─── Document excerpt ───
The Right to Keep and Bear Arms

The Legacy of Republicanism vs. Absolutism

(c) 1993, 1994, 1995Gary A. Shade


Much of today's debate regarding the individual's right to keep and bear arms, has been shrouded by misapplying various interpretations of the militia clause of the second amendment to the US Constitution. The second amendment states:

"A well-regulated militia, being necessary to the security of a free State, the right of the people to keep and bear Arms, shall not be infringed."

The proponents of gun control insist that the second amendment only apply to an organized militia such as the National Guard. However they overlook the fact the National Guard in times of national crises, comes under direct control of the Federal Government. The Guard works in concert with the regular Army in carrying out the Federal military mission. This was finally put to rest when in the 1980s, then Minnesota Governor Rudy Perpich sued the Federal Government over control of the National Guard. The State of Minnesota lost the case and the Federal Government won.

The act of federalizing the National Guard is due to the law passed by Congress on January 21, 1903. It provides that the "..organized militia known as the National Guard of the state, Territory or District of Columbia.. " is under the command of the Nation's Chief Executive. Furthermore, all arms are controlled by and owned by the Federal Government.

If indeed the National Guard can be placed under Federal Control, then who is the unorganized militia? This question is rooted in historical precedence with ample evidence provided by the ancients, and contemporary thinkers that we are. That is to say, all able-bodied men (and now perhaps women) between the ages of 17 and 45 who are capable of acting in defense of the country. This definition also exits in the current United States Code [10 U.S.C. 311 (a)] which states:

"The militia of the United States consists of all able-bodied males at least 17 years of age, and, except as provided in section 313 of title 32, under 45 years of age . . . "
───
■ Work to do
(1) Could you quote the Second Amendment essay from "The act of federalizing" up to and including "by the Federal Government."?
(2) Can you print the records from the line with "Check that each instance of the woman" up to and including the last line of the records, leaving out the pictures?
─── Information supplied ───
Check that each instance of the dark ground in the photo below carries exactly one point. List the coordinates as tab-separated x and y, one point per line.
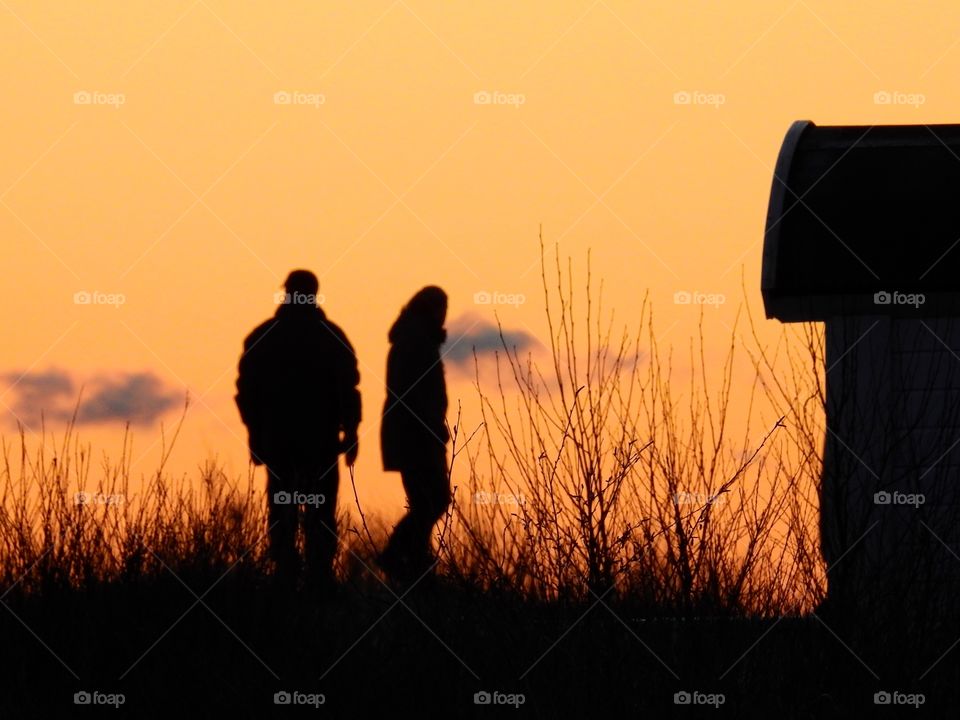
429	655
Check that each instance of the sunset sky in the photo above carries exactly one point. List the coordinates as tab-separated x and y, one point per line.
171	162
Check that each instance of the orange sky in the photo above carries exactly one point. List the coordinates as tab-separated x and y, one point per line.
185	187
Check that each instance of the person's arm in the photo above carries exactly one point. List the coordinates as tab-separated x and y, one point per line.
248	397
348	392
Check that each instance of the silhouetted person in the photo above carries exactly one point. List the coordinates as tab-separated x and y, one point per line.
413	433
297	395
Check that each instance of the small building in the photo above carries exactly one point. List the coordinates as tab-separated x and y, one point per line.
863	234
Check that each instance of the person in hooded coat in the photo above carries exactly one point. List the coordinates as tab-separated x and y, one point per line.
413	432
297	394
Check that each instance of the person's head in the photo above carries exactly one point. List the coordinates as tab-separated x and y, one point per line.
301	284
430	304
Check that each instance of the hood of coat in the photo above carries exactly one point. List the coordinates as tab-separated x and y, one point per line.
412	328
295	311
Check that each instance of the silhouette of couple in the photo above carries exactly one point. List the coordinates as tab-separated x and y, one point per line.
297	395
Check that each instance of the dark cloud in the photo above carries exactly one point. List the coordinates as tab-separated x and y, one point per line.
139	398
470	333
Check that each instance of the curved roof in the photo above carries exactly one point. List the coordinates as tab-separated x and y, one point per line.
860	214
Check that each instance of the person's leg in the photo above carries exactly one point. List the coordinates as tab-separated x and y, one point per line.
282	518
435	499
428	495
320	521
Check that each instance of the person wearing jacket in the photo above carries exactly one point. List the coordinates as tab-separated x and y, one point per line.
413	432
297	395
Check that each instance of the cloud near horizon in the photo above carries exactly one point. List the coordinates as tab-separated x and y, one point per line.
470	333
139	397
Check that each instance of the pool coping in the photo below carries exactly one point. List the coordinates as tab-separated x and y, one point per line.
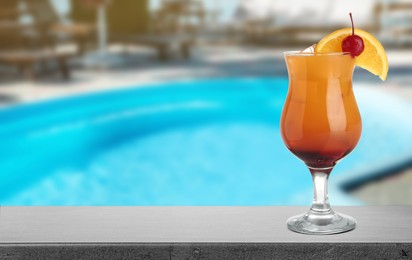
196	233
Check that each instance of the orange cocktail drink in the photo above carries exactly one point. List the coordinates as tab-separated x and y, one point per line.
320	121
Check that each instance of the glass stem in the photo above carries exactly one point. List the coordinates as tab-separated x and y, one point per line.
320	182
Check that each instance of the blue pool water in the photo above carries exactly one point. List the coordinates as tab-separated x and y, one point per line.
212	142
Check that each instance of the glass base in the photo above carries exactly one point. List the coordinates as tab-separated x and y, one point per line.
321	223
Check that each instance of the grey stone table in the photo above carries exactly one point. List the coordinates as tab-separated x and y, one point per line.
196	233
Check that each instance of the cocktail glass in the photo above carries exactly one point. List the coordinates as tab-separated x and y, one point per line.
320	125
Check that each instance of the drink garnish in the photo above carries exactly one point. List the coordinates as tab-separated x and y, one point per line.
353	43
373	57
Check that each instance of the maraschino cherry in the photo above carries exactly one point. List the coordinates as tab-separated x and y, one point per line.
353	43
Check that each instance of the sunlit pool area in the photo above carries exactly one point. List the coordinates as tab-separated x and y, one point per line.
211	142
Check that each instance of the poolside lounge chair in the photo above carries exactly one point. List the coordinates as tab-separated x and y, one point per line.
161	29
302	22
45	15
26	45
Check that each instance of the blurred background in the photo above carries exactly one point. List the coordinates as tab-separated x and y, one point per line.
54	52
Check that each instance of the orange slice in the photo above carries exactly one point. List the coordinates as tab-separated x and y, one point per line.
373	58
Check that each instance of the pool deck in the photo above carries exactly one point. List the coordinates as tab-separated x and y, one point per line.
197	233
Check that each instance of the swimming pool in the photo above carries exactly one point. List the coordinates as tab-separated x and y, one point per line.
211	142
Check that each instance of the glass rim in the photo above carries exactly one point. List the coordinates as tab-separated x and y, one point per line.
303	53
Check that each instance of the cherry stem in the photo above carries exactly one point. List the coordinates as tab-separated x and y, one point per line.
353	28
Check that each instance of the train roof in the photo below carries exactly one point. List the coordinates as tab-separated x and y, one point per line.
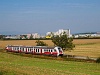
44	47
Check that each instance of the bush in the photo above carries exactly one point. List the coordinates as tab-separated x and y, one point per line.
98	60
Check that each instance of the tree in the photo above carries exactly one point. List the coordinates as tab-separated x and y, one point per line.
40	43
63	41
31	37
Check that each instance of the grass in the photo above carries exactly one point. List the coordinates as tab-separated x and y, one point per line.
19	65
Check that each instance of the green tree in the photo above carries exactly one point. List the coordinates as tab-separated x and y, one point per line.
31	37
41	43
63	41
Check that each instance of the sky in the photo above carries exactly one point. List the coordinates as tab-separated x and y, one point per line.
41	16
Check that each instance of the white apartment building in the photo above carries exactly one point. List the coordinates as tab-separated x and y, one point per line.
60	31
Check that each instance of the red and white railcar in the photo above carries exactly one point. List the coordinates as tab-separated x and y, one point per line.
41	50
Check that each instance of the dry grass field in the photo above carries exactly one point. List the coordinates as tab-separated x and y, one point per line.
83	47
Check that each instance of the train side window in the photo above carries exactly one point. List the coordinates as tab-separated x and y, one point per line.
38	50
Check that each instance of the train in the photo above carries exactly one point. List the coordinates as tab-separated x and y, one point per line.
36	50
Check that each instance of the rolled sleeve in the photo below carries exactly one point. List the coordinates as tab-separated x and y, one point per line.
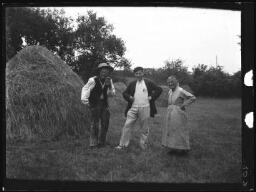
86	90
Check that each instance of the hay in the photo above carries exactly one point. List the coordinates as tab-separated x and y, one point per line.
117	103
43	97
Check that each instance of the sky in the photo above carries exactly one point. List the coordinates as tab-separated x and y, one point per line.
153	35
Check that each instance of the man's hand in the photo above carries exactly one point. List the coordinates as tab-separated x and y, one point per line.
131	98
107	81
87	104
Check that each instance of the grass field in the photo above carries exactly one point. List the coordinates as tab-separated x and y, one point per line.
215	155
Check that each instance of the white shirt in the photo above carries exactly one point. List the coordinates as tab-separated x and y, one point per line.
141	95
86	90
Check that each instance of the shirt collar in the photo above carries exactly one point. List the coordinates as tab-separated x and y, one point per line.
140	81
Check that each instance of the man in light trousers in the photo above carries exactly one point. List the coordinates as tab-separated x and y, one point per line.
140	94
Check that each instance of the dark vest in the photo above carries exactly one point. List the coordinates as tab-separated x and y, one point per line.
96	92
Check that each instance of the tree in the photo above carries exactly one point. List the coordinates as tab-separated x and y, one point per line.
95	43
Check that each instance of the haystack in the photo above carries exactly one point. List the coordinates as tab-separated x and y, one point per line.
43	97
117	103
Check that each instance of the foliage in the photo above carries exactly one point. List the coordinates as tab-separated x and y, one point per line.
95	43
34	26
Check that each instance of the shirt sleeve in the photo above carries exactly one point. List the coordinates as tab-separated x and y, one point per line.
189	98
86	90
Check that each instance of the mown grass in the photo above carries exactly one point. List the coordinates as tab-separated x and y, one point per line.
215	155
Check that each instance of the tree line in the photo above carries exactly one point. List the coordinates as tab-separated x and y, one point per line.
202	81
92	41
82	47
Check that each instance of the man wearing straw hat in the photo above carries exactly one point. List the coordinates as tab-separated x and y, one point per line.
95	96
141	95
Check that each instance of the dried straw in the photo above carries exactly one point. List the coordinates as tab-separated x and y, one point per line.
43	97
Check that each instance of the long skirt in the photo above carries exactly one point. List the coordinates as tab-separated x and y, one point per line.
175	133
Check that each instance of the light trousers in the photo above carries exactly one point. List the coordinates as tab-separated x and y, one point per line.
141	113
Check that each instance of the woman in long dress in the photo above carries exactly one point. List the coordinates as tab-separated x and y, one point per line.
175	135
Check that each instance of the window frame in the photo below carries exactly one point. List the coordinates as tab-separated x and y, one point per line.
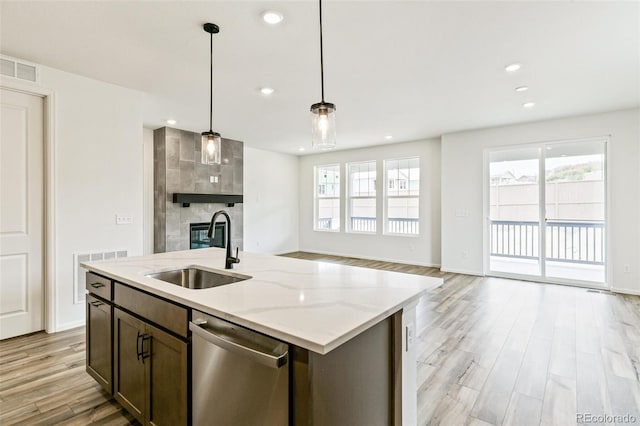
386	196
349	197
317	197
───
■ Answers for this exercise
(1)
The act of federalizing the National Guard is due to the law passed by Congress on January 21, 1903. It provides that the "..organized militia known as the National Guard of the state, Territory or District of Columbia.. " is under the command of the Nation's Chief Executive. Furthermore, all arms are controlled by and owned by the Federal Government.

(2)
Check that each instance of the woman in long dress in the photo above carries exactly one point. List the coordinates as tab-separated x and y, one point per line.
175	135
Check that each instance of the window frame in the photo below carries exactly one point. List the coordinates as tab-separated x and y, one point per line.
386	196
349	197
317	197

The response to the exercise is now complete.